Directions for this task. Please transcribe the data below exactly. Leave the pictures out.
---------- Dataset excerpts ----------
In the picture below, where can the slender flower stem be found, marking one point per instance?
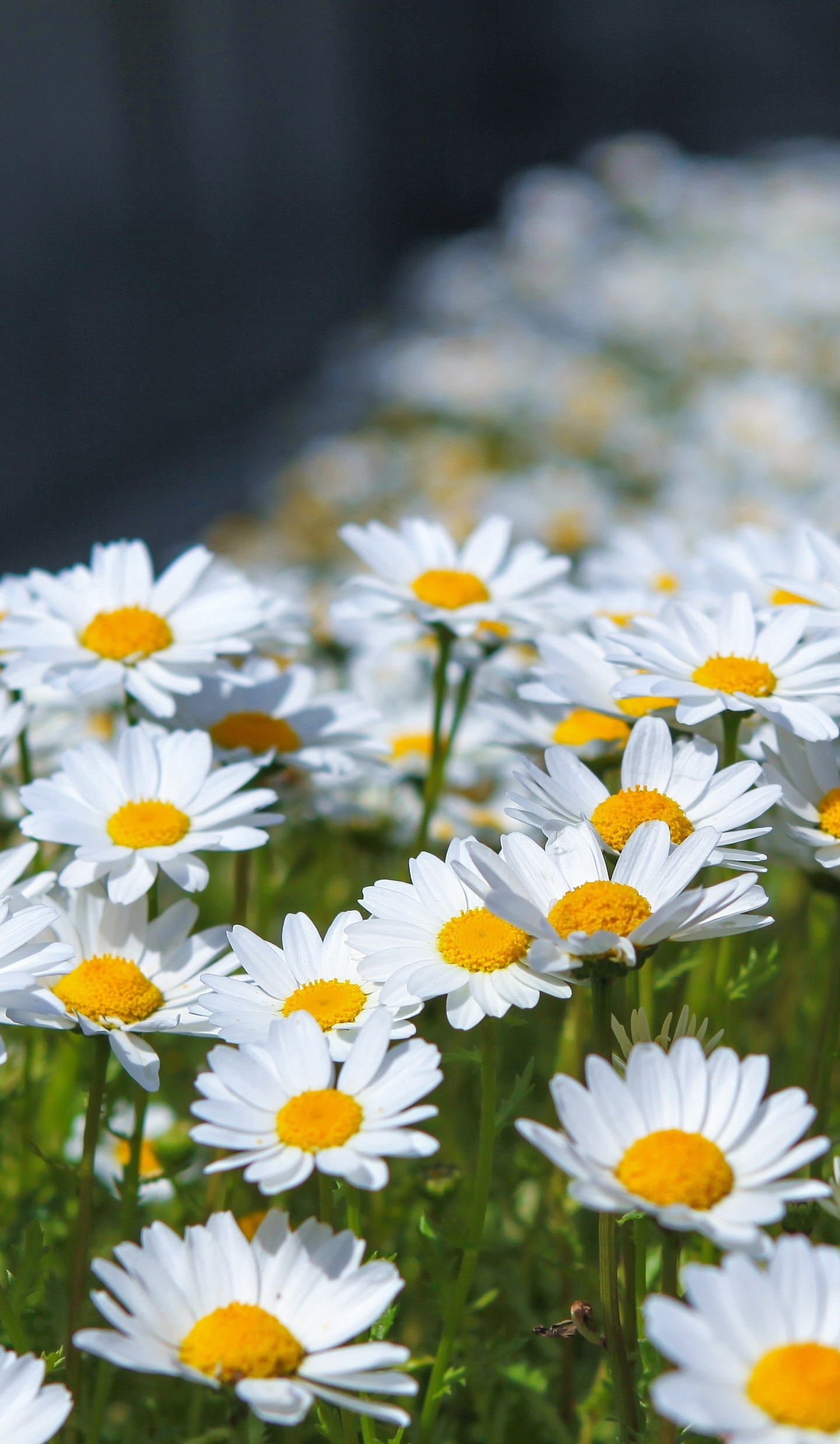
(475, 1231)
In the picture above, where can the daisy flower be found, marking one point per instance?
(285, 1114)
(111, 625)
(674, 783)
(729, 663)
(321, 978)
(686, 1138)
(757, 1349)
(269, 1319)
(150, 805)
(435, 937)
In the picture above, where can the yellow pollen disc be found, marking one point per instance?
(328, 1000)
(799, 1385)
(582, 727)
(449, 590)
(322, 1118)
(615, 818)
(594, 906)
(737, 675)
(242, 1342)
(148, 825)
(130, 632)
(257, 731)
(108, 986)
(481, 942)
(676, 1167)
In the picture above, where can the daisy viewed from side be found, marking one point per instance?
(269, 1319)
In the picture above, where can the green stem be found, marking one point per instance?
(475, 1231)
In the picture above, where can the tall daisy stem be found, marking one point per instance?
(475, 1229)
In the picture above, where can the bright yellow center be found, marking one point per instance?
(322, 1118)
(481, 942)
(615, 818)
(328, 1000)
(242, 1342)
(737, 675)
(127, 633)
(108, 986)
(674, 1167)
(148, 825)
(449, 590)
(257, 731)
(799, 1385)
(612, 907)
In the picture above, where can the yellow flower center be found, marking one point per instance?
(451, 590)
(130, 632)
(328, 1000)
(242, 1342)
(615, 818)
(737, 675)
(322, 1118)
(148, 825)
(257, 731)
(108, 986)
(799, 1385)
(674, 1167)
(612, 907)
(481, 942)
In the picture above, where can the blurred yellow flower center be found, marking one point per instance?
(148, 825)
(328, 1000)
(257, 731)
(674, 1167)
(130, 632)
(481, 942)
(745, 675)
(322, 1118)
(242, 1342)
(108, 986)
(799, 1385)
(615, 818)
(614, 907)
(451, 590)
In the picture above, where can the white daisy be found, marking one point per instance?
(155, 803)
(757, 1349)
(111, 625)
(674, 783)
(435, 937)
(284, 1112)
(270, 1317)
(321, 978)
(686, 1138)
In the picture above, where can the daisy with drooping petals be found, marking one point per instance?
(676, 783)
(111, 625)
(269, 1319)
(686, 1138)
(757, 1349)
(152, 805)
(321, 978)
(435, 937)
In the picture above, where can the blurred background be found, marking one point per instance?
(198, 193)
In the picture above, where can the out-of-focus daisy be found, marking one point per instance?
(729, 663)
(285, 1114)
(111, 625)
(435, 937)
(152, 805)
(321, 978)
(130, 976)
(757, 1349)
(674, 783)
(269, 1319)
(686, 1138)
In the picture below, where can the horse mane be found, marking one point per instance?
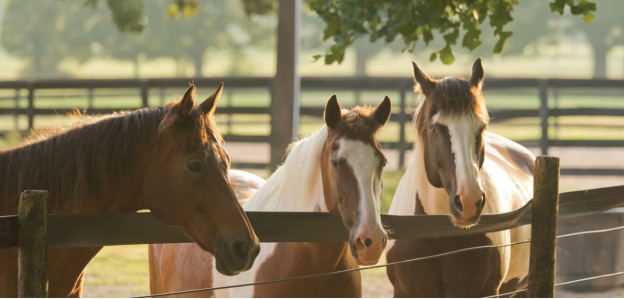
(78, 163)
(296, 186)
(452, 96)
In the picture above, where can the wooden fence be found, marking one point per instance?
(150, 88)
(32, 231)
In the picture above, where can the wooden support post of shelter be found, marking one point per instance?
(33, 245)
(286, 86)
(544, 228)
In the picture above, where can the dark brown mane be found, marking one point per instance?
----------
Reply.
In the picture below, where can the slender flower stem be found, marking one point per instance?
(475, 1231)
In the picture above, where can the daisy flower be found, marking one point per instance?
(285, 1114)
(111, 625)
(674, 783)
(729, 663)
(321, 978)
(686, 1138)
(757, 1349)
(269, 1319)
(150, 805)
(435, 937)
In the picture above, where can the yellow pollen disc be found, marking one point per instance?
(328, 1000)
(799, 1385)
(582, 727)
(449, 590)
(322, 1118)
(615, 818)
(594, 906)
(737, 675)
(242, 1342)
(148, 825)
(130, 632)
(257, 731)
(108, 986)
(481, 942)
(676, 1167)
In the picture above, where can the daisy viewed from side be found, marking one point per instance?
(269, 1319)
In the picture above, where can the green stem be found, marking one point per instance?
(475, 1231)
In the picture above, where can the tall daisy stem be found, marking one point per instance?
(475, 1229)
In the picture above, where can the bright yellow center be found, marking one point per instance?
(322, 1118)
(481, 942)
(615, 818)
(328, 1000)
(242, 1342)
(737, 675)
(127, 633)
(108, 986)
(674, 1167)
(148, 825)
(449, 590)
(257, 731)
(799, 1385)
(612, 907)
In the picture above, where can the yellow flower center be found, marking one point per instance?
(451, 590)
(130, 632)
(328, 1000)
(242, 1342)
(615, 818)
(737, 675)
(322, 1118)
(148, 825)
(257, 731)
(108, 986)
(799, 1385)
(674, 1167)
(612, 907)
(481, 942)
In the picture above, where can the blurred yellow flower center be found, marking one point per instance?
(148, 825)
(328, 1000)
(257, 731)
(674, 1167)
(130, 632)
(481, 942)
(745, 675)
(322, 1118)
(242, 1342)
(108, 986)
(799, 1385)
(615, 818)
(614, 907)
(451, 590)
In the picture above, where can the white daisy be found, marking one point per instance?
(155, 803)
(757, 1349)
(111, 625)
(674, 783)
(435, 937)
(284, 1112)
(270, 1317)
(321, 978)
(686, 1138)
In the picture above, where can the daisy with drooping petals be found, marking one point per instance?
(676, 783)
(111, 625)
(269, 1319)
(686, 1138)
(757, 1349)
(152, 805)
(321, 978)
(435, 937)
In the picture above, where can the blurred background be found, marking one point per instance?
(198, 193)
In the picture above, where can the out-of-focus daisy be found, marking one point per instance?
(729, 663)
(285, 1114)
(111, 625)
(435, 937)
(152, 805)
(321, 978)
(130, 976)
(757, 1349)
(674, 783)
(269, 1319)
(686, 1138)
In the picture below, where can the horse mane be found, marking one point per instance?
(78, 163)
(296, 186)
(452, 96)
In the picture above, where can the wooden fence be found, marking one point per instance?
(150, 88)
(32, 231)
In the picture above, where can the wooden support post of shelter be found, marking one point per instance?
(33, 245)
(286, 86)
(544, 228)
In the picture above, where can the dark brown mane be found, marking one point per instance?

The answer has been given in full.